- Input for this task -
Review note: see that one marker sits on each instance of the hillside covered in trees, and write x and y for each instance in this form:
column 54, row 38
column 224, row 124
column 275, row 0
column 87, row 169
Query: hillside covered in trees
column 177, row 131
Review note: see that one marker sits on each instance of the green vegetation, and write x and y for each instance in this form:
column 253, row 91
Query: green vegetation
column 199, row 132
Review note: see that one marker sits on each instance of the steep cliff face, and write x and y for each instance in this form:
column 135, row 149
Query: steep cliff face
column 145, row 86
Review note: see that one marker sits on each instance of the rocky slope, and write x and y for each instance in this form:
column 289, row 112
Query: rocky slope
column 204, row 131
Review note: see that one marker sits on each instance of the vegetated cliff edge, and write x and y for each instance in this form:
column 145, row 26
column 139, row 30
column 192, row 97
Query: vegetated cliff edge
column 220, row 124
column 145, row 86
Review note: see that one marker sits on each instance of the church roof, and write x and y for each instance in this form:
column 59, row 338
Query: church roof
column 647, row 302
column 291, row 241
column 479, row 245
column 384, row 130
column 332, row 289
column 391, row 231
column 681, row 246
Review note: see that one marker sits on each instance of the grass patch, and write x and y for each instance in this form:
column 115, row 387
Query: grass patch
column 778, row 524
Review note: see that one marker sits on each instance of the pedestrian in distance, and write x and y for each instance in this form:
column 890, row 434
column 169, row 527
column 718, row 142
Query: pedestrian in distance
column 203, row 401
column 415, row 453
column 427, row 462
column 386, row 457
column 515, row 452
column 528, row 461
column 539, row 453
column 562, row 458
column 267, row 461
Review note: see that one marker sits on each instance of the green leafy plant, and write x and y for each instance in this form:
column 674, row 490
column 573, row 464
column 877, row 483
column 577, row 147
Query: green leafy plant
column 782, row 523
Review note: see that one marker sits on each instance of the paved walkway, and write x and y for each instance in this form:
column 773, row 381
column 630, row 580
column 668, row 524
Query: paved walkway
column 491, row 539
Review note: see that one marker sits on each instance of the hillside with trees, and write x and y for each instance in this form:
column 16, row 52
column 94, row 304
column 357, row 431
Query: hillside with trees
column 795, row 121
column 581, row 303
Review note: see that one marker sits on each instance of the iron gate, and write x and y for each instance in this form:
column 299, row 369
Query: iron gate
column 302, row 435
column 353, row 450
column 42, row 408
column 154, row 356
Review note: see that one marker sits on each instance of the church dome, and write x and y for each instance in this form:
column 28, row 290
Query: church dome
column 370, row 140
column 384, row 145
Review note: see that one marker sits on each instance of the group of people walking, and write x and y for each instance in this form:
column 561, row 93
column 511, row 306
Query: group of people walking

- Problem details -
Each record should be repeated in full, exactly as it is written.

- Worked solution -
Review note: see that one marker sits on each instance of the hillside covered in trees, and write x and y for each instance in this form:
column 54, row 38
column 224, row 124
column 275, row 0
column 87, row 169
Query: hillside covered in trees
column 177, row 131
Review note: see that one marker sits on each instance of the green vegetation, and write x and y for each instance in this form:
column 253, row 91
Query: green vegetation
column 199, row 132
Review note: see that one marker sits on each instance of the steep cliff face, and write x and y for each instance in this form:
column 135, row 149
Query: steep cliff face
column 145, row 86
Review note: see that one marker sits on each instance of the rocky slope, and write x and y for each instance in this form:
column 289, row 112
Query: rocky slope
column 204, row 131
Review note: see that one marker sits on each instance of the vegetated cliff edge, and write x and y for each instance in this form:
column 145, row 26
column 139, row 30
column 192, row 97
Query: vegetated cliff edge
column 220, row 124
column 145, row 86
Review note: see that one marker sits on each instance of the church roof, and write x and y for each instance in this form:
column 59, row 338
Query: church roof
column 647, row 302
column 291, row 241
column 479, row 245
column 384, row 130
column 332, row 289
column 391, row 231
column 681, row 246
Review note: see that one marker sits on each instance of the grass patch, and write x and y for each instance in this form:
column 115, row 387
Query: grass patch
column 778, row 524
Review note: see that one marker sits on each instance of the pedestrian in distance, and write x and y for each instance in this form:
column 890, row 434
column 169, row 527
column 718, row 142
Query: pedestrian in distance
column 203, row 401
column 415, row 453
column 427, row 462
column 386, row 457
column 515, row 452
column 528, row 461
column 539, row 453
column 562, row 458
column 267, row 461
Review note: see that one marker sits on each instance of the green leafy plant, and write x and y for each instance in this form:
column 674, row 490
column 573, row 464
column 877, row 483
column 577, row 147
Query: green leafy plant
column 782, row 523
Review note: see that one marker sits on each instance of the paved walkway, and write x and y for each instance in this form:
column 773, row 381
column 630, row 580
column 668, row 524
Query: paved walkway
column 491, row 539
Review note: see that one marker sits on each instance of the hillside with trees, and write x and y for each instance in this form:
column 16, row 52
column 94, row 304
column 357, row 431
Query: hillside with trees
column 795, row 121
column 581, row 303
Review note: see that one marker sits on each instance of the iron gate, and write x and y for each instance in this form:
column 299, row 369
Query: iron gate
column 302, row 435
column 353, row 450
column 42, row 408
column 154, row 356
Review note: see that one marker sits on each instance of the church dome, and write x and y for each instance in this form:
column 28, row 290
Query: church dome
column 370, row 140
column 384, row 145
Review note: see that one marker sits on each instance of the group of people walking, and write x and y for each instance in this form:
column 561, row 93
column 511, row 306
Query: group of people walking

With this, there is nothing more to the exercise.